Action item: Begin with the opening line of the records and extract each line through the one holding "of the central"; pictures are not part of the copy.

(Dataset entries)
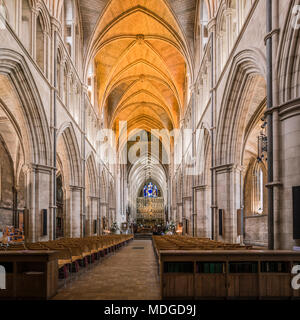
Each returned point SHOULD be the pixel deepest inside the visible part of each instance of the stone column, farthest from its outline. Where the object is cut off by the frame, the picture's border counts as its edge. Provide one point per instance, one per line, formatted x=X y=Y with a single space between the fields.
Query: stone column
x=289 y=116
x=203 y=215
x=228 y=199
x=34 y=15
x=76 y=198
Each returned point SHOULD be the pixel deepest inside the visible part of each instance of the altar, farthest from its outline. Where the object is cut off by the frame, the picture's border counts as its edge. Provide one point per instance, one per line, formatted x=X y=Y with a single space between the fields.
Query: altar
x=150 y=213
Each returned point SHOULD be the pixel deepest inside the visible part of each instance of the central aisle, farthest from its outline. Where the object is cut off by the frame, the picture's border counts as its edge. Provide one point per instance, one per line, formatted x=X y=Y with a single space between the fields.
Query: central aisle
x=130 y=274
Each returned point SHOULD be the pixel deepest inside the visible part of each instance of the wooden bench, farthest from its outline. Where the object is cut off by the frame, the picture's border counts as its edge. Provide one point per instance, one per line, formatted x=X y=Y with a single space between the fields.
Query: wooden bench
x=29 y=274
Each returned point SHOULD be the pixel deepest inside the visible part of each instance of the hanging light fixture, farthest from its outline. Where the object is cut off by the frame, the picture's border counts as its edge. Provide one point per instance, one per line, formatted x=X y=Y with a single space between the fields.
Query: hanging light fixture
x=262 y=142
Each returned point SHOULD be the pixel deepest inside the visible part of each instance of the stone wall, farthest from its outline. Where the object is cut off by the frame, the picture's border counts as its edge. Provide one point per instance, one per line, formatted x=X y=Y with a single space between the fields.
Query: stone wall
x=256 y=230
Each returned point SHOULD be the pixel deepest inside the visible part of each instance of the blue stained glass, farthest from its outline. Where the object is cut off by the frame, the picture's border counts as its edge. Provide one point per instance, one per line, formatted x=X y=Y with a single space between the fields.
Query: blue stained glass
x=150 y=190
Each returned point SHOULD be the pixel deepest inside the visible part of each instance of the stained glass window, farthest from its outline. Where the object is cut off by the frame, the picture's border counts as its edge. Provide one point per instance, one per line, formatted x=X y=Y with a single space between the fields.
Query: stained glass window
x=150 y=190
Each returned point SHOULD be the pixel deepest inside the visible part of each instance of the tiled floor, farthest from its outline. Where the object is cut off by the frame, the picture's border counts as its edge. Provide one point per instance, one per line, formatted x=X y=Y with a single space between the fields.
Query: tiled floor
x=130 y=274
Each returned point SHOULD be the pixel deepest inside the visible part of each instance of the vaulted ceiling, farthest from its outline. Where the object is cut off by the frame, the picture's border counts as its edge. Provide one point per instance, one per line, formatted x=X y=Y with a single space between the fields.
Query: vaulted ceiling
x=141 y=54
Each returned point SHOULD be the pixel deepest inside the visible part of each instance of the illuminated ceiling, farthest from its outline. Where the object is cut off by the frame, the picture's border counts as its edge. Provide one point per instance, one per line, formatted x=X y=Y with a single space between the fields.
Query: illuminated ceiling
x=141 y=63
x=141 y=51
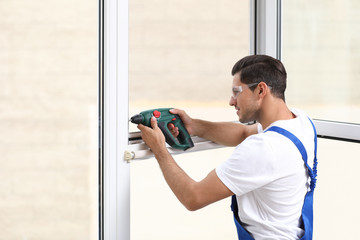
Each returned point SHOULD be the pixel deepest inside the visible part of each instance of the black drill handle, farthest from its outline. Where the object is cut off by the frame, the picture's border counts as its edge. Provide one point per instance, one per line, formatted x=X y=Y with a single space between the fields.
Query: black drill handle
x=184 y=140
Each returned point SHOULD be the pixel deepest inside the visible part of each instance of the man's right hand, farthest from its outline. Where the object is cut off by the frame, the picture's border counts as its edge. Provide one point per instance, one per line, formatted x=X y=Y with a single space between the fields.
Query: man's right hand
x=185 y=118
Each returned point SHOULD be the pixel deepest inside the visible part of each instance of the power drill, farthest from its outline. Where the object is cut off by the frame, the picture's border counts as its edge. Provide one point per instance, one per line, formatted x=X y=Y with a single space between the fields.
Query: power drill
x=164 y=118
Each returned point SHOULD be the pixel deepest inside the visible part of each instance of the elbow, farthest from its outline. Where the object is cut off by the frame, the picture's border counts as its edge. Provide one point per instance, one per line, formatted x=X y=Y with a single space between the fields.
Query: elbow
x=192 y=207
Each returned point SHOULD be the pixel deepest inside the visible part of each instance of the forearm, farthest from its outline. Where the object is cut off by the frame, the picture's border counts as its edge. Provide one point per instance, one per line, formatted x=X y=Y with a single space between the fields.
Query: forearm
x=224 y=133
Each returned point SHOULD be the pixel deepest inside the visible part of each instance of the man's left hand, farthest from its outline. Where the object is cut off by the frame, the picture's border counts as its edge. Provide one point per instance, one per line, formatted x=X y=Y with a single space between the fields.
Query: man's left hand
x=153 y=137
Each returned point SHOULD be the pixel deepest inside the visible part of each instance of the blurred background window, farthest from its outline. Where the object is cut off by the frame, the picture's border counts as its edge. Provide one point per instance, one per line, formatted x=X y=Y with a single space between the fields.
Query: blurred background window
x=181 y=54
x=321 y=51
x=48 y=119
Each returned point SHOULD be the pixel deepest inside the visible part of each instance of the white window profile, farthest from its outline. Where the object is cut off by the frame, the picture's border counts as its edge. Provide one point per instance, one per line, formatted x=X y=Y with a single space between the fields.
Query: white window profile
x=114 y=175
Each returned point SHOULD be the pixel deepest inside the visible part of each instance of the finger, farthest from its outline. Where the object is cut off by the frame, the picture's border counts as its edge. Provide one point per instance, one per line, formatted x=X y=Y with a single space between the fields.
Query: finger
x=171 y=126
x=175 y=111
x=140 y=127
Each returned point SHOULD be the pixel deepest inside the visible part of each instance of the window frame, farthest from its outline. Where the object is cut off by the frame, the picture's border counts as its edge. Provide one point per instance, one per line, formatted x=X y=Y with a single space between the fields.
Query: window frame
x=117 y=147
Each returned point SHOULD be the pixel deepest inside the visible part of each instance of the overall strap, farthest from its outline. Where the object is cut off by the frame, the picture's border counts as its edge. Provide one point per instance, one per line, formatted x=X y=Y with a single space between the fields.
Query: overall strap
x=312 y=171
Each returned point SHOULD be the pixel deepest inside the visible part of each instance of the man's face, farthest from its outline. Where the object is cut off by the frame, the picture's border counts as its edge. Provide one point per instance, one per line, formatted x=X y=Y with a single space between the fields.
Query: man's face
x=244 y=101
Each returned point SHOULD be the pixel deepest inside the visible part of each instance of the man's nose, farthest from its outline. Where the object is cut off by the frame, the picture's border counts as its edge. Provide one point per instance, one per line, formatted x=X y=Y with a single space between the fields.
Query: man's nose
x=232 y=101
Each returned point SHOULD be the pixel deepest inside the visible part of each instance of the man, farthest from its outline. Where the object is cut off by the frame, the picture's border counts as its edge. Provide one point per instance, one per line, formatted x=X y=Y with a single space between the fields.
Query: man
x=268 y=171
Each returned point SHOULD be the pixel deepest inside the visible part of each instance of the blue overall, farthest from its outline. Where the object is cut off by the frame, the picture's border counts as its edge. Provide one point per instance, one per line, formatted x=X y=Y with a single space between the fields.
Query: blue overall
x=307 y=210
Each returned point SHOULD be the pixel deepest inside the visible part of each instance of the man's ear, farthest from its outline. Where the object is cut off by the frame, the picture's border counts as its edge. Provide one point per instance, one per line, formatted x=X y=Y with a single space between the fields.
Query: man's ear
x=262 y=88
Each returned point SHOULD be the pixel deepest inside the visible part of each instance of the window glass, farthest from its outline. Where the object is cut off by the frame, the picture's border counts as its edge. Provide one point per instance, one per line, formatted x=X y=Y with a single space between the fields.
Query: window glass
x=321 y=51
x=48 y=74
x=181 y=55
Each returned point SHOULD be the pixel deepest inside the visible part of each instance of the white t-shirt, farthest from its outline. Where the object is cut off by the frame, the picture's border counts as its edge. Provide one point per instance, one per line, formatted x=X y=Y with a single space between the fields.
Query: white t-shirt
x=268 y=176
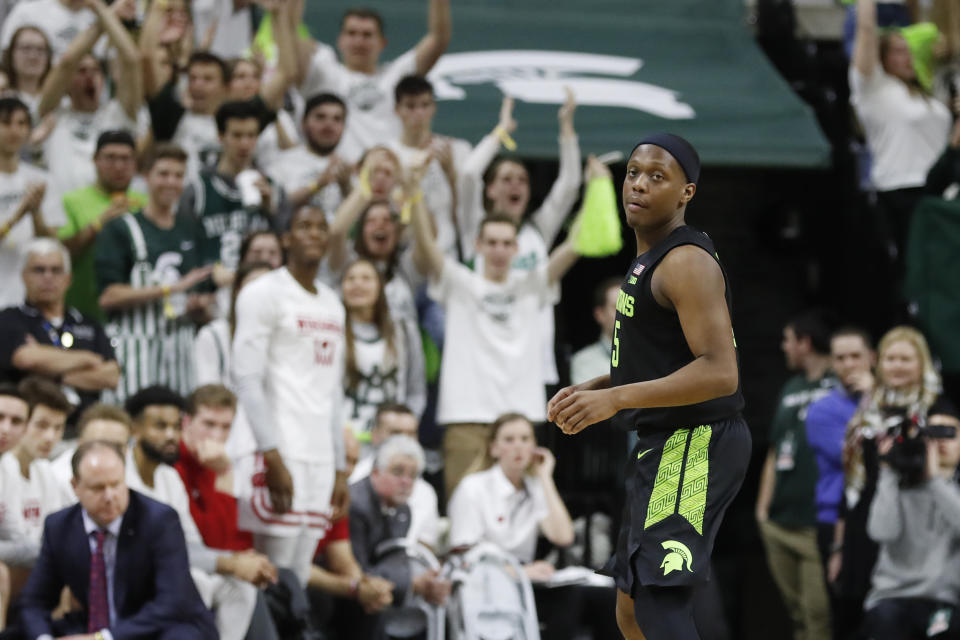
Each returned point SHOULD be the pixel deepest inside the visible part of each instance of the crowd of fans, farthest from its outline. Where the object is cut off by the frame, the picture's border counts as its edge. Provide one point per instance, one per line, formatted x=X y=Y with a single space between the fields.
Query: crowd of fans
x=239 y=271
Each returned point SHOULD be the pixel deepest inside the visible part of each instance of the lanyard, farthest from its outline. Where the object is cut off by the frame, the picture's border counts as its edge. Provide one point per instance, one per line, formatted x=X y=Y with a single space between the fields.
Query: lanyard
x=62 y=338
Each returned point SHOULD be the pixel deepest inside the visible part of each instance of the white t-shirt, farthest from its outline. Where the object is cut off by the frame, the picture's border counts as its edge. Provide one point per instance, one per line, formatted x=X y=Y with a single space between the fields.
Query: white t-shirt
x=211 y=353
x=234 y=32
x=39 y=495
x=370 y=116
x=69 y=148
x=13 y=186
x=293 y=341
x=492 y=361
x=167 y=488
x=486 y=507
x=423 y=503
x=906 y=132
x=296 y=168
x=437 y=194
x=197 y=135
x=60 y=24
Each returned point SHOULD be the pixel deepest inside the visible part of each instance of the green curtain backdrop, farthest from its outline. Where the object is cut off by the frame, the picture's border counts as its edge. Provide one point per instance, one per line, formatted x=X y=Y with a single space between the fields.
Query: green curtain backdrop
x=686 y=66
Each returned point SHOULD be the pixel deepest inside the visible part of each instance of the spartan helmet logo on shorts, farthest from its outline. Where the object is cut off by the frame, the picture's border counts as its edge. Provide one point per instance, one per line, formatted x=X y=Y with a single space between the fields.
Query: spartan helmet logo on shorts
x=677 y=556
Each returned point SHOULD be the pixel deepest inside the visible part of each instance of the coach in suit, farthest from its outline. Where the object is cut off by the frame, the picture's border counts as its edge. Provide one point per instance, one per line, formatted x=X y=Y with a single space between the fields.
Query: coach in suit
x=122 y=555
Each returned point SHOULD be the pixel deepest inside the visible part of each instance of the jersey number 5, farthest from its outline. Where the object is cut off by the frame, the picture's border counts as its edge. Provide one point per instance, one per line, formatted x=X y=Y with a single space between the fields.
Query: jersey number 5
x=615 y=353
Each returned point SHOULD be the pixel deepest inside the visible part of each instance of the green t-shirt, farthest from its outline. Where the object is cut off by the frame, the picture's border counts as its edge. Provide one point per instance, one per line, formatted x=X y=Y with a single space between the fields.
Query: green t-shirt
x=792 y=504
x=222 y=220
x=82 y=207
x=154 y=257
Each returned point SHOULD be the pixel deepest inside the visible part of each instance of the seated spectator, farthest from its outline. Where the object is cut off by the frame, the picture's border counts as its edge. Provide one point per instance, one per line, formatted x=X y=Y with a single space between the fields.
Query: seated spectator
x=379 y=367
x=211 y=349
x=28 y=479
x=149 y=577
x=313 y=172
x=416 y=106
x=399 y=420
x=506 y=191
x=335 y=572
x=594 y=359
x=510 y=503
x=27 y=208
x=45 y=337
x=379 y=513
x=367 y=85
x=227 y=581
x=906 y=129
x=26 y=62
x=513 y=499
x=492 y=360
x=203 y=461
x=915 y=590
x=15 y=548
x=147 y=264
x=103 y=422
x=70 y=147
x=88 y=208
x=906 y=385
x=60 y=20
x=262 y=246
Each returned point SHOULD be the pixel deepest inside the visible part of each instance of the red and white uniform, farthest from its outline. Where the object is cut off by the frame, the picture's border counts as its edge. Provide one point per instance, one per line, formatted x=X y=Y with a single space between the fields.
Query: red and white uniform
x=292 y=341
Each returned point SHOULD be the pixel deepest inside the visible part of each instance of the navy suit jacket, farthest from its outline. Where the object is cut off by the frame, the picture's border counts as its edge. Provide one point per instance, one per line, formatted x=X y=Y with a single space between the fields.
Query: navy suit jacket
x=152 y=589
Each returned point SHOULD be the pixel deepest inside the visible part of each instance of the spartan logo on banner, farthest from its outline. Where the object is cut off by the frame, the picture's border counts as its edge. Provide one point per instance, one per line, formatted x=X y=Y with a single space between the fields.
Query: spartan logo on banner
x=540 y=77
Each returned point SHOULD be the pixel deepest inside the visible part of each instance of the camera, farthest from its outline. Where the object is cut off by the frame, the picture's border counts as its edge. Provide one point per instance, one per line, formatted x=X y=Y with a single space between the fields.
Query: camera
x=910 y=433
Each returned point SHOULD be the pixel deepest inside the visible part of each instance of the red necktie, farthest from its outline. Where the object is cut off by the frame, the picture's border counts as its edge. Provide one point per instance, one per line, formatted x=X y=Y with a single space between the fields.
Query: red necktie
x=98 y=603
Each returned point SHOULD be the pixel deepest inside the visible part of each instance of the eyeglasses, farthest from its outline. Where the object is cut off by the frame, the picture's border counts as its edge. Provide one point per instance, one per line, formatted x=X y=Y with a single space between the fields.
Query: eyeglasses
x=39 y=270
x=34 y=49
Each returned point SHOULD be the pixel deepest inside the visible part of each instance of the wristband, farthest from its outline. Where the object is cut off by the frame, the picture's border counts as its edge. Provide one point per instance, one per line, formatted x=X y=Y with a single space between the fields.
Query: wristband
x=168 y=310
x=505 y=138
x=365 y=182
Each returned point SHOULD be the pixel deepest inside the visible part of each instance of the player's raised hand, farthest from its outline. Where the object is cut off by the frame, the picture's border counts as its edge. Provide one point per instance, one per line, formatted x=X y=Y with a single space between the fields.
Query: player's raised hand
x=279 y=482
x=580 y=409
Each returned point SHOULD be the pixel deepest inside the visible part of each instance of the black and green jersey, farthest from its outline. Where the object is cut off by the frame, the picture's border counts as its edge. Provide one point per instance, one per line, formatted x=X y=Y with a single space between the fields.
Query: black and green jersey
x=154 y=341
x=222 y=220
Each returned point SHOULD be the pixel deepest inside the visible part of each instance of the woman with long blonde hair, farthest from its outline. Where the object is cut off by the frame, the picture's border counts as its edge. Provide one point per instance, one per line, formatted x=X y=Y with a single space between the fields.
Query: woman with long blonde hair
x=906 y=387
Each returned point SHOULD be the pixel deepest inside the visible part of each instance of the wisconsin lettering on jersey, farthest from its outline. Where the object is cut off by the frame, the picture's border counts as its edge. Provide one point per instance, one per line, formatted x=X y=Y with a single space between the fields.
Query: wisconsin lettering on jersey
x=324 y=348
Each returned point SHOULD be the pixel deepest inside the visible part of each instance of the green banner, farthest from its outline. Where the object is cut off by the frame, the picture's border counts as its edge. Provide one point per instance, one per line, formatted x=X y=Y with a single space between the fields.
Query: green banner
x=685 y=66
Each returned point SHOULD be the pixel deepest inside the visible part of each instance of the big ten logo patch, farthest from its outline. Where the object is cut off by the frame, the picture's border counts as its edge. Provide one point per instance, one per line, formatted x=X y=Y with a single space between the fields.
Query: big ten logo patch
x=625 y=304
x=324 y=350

Response:
Each returned point SHOULD be the pixel deepest inside the visible part of each instance of the stone column, farthest from its outline. Where the object is cut off by the frame, the picture's border counts as its edge. Provide one point per instance, one per line, formatted x=X y=Y with a single space between the fields.
Query: stone column
x=289 y=116
x=203 y=215
x=228 y=199
x=34 y=15
x=76 y=198
Each returned point SHOULD be the pixel deepest inside the visible part of each instance of the altar, farthest from its outline. Where the object is cut off by the frame, the picture's border counts as its edge. Provide one point per instance, one per line, formatted x=X y=Y with a single space between the fields.
Query: altar
x=150 y=213
Each returned point SHOULD be the pixel deepest inside the visible part of each instance of the central aisle, farthest from its outline. Where the object is cut off by the frame, the picture's border counts as its edge. Provide one point per instance, one per line, formatted x=X y=Y with a single space between the fields.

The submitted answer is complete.